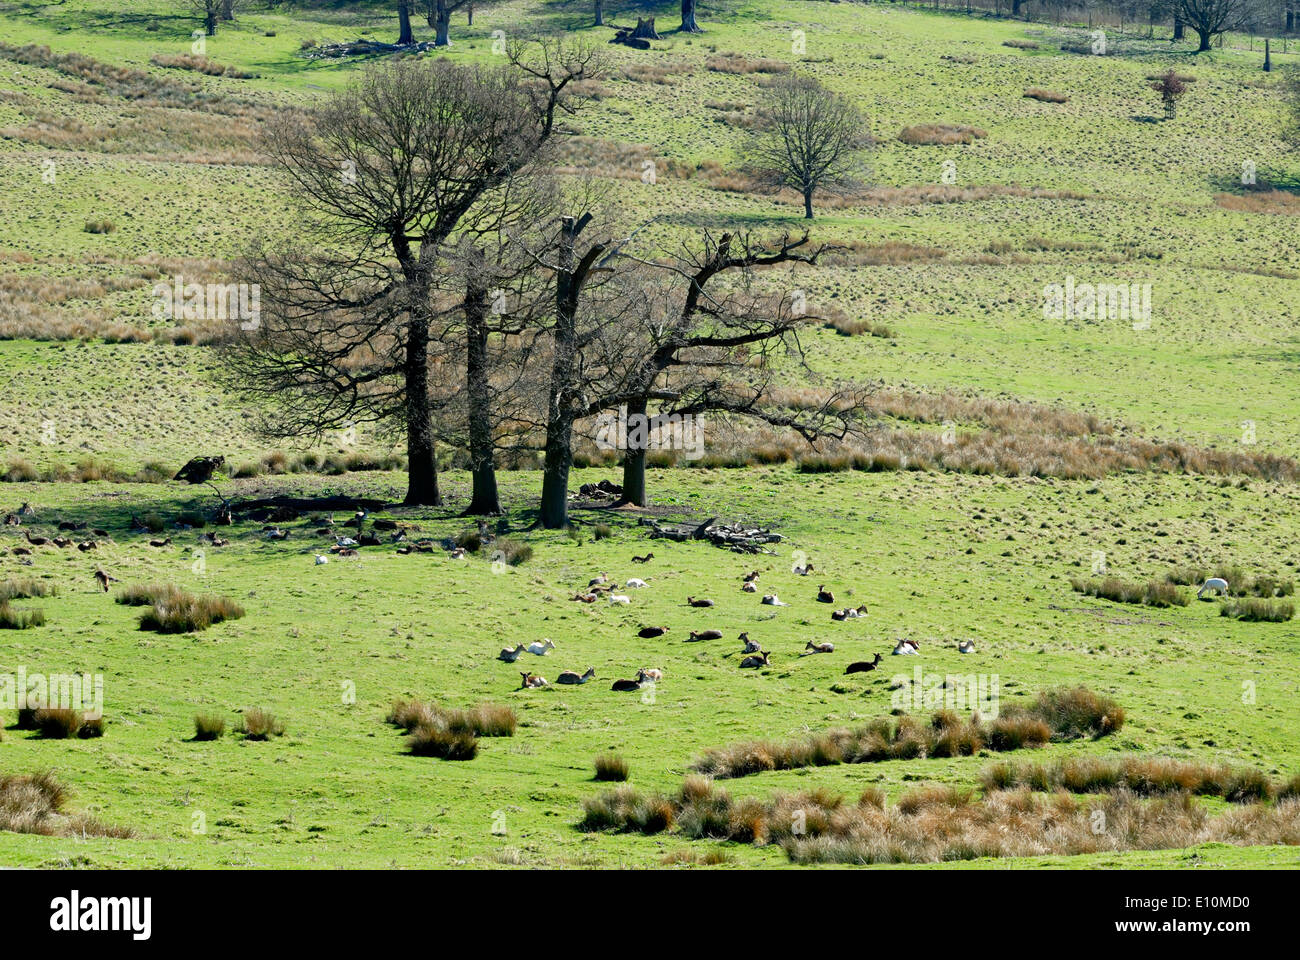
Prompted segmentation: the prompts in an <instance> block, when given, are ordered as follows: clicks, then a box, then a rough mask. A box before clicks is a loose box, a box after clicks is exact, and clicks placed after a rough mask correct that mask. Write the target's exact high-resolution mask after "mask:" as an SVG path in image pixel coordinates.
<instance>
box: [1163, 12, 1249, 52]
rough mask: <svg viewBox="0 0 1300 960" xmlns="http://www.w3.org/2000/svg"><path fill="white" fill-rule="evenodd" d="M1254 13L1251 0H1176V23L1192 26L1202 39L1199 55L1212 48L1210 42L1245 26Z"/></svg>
mask: <svg viewBox="0 0 1300 960" xmlns="http://www.w3.org/2000/svg"><path fill="white" fill-rule="evenodd" d="M1251 13H1252V4H1251V0H1175V4H1174V17H1175V22H1183V23H1186V25H1187V26H1190V27H1191V29H1192V30H1193V31H1195V33H1196V36H1197V38H1200V46H1199V47H1197V48H1196V52H1197V53H1201V52H1204V51H1208V49H1209V48H1210V40H1213V39H1214V38H1216V36H1218V35H1221V34H1226V33H1227V31H1229V30H1238V29H1239V27H1243V26H1245V23H1247V22H1248V21H1249V18H1251Z"/></svg>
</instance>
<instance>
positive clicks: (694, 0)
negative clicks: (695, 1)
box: [677, 0, 705, 34]
mask: <svg viewBox="0 0 1300 960" xmlns="http://www.w3.org/2000/svg"><path fill="white" fill-rule="evenodd" d="M677 30H679V31H680V33H684V34H702V33H705V31H703V30H701V29H699V23H697V22H695V0H681V26H680V27H677Z"/></svg>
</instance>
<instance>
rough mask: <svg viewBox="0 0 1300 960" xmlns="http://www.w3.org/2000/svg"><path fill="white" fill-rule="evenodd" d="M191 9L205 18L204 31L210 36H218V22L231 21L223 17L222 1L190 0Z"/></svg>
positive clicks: (220, 0)
mask: <svg viewBox="0 0 1300 960" xmlns="http://www.w3.org/2000/svg"><path fill="white" fill-rule="evenodd" d="M190 7H192V8H194V9H195V10H196V12H198V13H199V16H200V17H203V29H204V33H207V35H208V36H216V35H217V21H220V20H230V17H222V16H221V12H222V0H190Z"/></svg>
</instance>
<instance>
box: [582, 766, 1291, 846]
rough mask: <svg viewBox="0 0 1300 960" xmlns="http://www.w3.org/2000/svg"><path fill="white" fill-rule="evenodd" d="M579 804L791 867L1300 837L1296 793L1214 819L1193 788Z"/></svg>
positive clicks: (603, 795) (710, 794)
mask: <svg viewBox="0 0 1300 960" xmlns="http://www.w3.org/2000/svg"><path fill="white" fill-rule="evenodd" d="M582 807H584V817H582V821H581V822H580V823H578V829H581V830H586V831H591V830H612V831H620V833H623V831H637V833H645V834H658V833H662V831H664V830H667V829H671V827H672V825H673V823H675V822H676V825H677V827H679V831H680V834H681V835H682V836H686V838H692V839H724V840H732V842H736V843H755V844H762V843H779V844H780V846H781V848H783V849H784V851H785V853H787V855H788V856H789V859H790V860H792V861H793V862H837V864H880V862H894V864H904V862H915V864H919V862H944V861H952V860H971V859H976V857H1011V856H1047V855H1078V853H1096V852H1108V851H1109V852H1114V851H1125V849H1170V848H1180V847H1190V846H1195V844H1197V843H1205V842H1210V840H1219V842H1226V843H1236V844H1274V843H1286V844H1300V800H1296V799H1292V797H1287V799H1286V800H1282V801H1279V803H1278V804H1274V805H1269V804H1252V805H1248V807H1239V808H1235V809H1231V810H1229V812H1226V813H1223V814H1219V816H1217V817H1210V816H1209V814H1208V812H1206V810H1205V808H1203V807H1201V805H1199V804H1197V803H1196V801H1195V799H1193V797H1192V795H1190V793H1187V792H1177V793H1170V795H1162V796H1157V797H1156V799H1153V800H1152V799H1144V797H1141V796H1139V795H1136V793H1134V792H1132V791H1130V790H1127V788H1119V790H1115V791H1109V792H1105V793H1102V795H1101V796H1099V797H1097V799H1096V800H1093V801H1091V803H1080V801H1078V800H1075V799H1074V797H1073V796H1070V795H1069V793H1066V792H1063V791H1057V792H1056V793H1053V795H1052V796H1047V797H1044V796H1041V795H1036V793H1034V792H1031V791H1030V788H1028V787H1021V788H1018V790H995V791H992V792H989V793H988V795H985V796H984V797H983V799H980V800H976V799H975V797H974V793H972V792H971V791H970V790H963V788H959V787H953V786H931V787H922V788H918V790H913V791H911V792H909V793H906V795H905V796H902V797H901V799H900V801H898V803H897V804H896V805H894V807H889V805H887V804H885V803H883V799H880V797H878V796H875V795H871V796H865V797H863V800H862V801H859V803H858V804H855V805H849V804H845V803H844V800H842V797H840V796H836V795H833V793H831V792H829V791H826V790H813V791H801V792H798V793H776V795H775V796H772V797H771V799H770V800H759V799H757V797H744V799H738V800H737V799H733V797H731V796H729V795H728V793H727V792H725V791H723V790H716V788H715V787H714V784H712V783H711V782H710V780H707V779H705V778H701V777H692V778H688V782H686V783H684V784H682V790H681V792H680V793H679V795H677V796H675V797H667V796H663V795H658V793H654V795H643V793H640V792H638V791H636V790H633V788H630V787H625V786H624V787H619V788H616V790H612V791H606V792H603V793H599V795H597V796H594V797H589V799H588V800H585V801H584V804H582ZM1099 814H1100V816H1099ZM1099 822H1100V823H1101V825H1102V829H1101V830H1099V829H1097V825H1099Z"/></svg>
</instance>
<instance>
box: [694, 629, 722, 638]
mask: <svg viewBox="0 0 1300 960" xmlns="http://www.w3.org/2000/svg"><path fill="white" fill-rule="evenodd" d="M722 639H723V632H722V631H720V630H702V631H699V632H698V633H697V632H695V631H690V636H688V637H686V640H722Z"/></svg>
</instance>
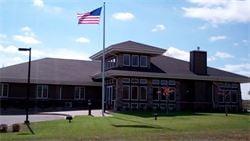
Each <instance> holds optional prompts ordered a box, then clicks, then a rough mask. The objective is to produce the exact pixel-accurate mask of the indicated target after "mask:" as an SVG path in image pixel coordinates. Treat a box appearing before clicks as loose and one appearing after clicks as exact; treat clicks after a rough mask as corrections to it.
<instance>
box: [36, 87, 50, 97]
mask: <svg viewBox="0 0 250 141" xmlns="http://www.w3.org/2000/svg"><path fill="white" fill-rule="evenodd" d="M36 98H38V99H46V98H48V85H37V94H36Z"/></svg>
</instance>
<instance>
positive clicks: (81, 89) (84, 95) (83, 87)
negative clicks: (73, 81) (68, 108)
mask: <svg viewBox="0 0 250 141" xmlns="http://www.w3.org/2000/svg"><path fill="white" fill-rule="evenodd" d="M76 89H79V91H78V96H79V98H76ZM82 89H83V98H82V96H81V92H82ZM74 90H75V91H74V100H85V87H81V86H77V87H75V89H74Z"/></svg>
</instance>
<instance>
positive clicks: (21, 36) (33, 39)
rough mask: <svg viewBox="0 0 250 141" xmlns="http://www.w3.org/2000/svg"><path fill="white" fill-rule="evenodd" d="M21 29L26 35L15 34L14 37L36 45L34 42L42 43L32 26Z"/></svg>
mask: <svg viewBox="0 0 250 141" xmlns="http://www.w3.org/2000/svg"><path fill="white" fill-rule="evenodd" d="M21 31H22V32H23V34H24V35H13V39H14V40H16V41H19V42H23V43H25V44H29V45H31V44H32V45H34V44H40V43H41V41H39V40H38V39H37V38H36V36H35V34H34V33H33V32H32V30H31V28H30V27H28V26H25V27H22V28H21Z"/></svg>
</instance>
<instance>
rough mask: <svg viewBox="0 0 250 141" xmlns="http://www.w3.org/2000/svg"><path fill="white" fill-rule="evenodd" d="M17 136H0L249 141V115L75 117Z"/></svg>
mask: <svg viewBox="0 0 250 141" xmlns="http://www.w3.org/2000/svg"><path fill="white" fill-rule="evenodd" d="M31 127H32V129H33V130H34V132H35V135H31V134H30V133H29V132H28V130H27V129H26V128H25V127H23V129H22V131H21V132H19V133H1V134H0V140H1V141H5V140H6V141H8V140H9V141H14V140H34V141H37V140H38V141H39V140H46V141H47V140H53V141H63V140H128V141H130V140H135V141H137V140H142V141H145V140H154V141H156V140H250V115H249V114H229V116H228V117H226V116H225V115H224V114H223V113H197V114H185V113H181V114H173V115H170V116H166V115H163V114H162V115H161V114H160V116H159V117H158V120H154V118H153V117H152V113H137V114H133V113H115V114H113V116H112V117H104V118H102V117H90V116H79V117H75V118H74V120H73V121H72V123H68V122H67V121H66V120H57V121H47V122H37V123H32V124H31Z"/></svg>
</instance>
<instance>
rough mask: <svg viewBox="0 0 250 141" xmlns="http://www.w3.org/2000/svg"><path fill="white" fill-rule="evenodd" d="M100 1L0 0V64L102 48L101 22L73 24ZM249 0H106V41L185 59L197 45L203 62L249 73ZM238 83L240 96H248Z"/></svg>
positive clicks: (238, 70) (242, 73)
mask: <svg viewBox="0 0 250 141" xmlns="http://www.w3.org/2000/svg"><path fill="white" fill-rule="evenodd" d="M102 4H103V2H102V1H100V0H71V1H68V0H23V1H20V0H0V65H1V67H2V66H8V65H12V64H17V63H20V62H24V61H26V60H27V55H26V54H25V53H20V52H18V51H17V48H19V47H32V51H33V52H32V59H39V58H44V57H55V58H69V59H88V57H89V56H90V55H92V54H94V53H95V52H97V51H99V50H100V49H101V48H102V23H101V24H99V25H78V24H77V17H76V13H79V12H80V13H84V12H88V11H91V10H94V9H95V8H98V7H100V6H102ZM249 13H250V1H244V0H243V1H236V0H186V1H184V0H176V1H173V0H157V1H155V0H137V1H134V0H126V1H117V0H107V1H106V45H107V46H108V45H111V44H114V43H118V42H122V41H126V40H133V41H137V42H141V43H145V44H150V45H153V46H157V47H161V48H165V49H167V50H168V51H167V52H166V53H165V55H168V56H172V57H176V58H179V59H183V60H188V58H189V51H191V50H194V49H196V48H197V46H200V48H201V50H205V51H207V52H208V65H209V66H212V67H216V68H219V69H223V70H227V71H231V72H234V73H239V74H243V75H246V76H250V61H249V60H250V37H249V35H250V14H249ZM247 90H250V84H245V85H243V87H242V92H243V93H244V94H243V98H244V99H246V98H247V99H250V96H249V95H247V94H246V91H247Z"/></svg>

Required action:
Your answer is a single number: the count of lines in the records holding the string "target".

Result for this exercise:
2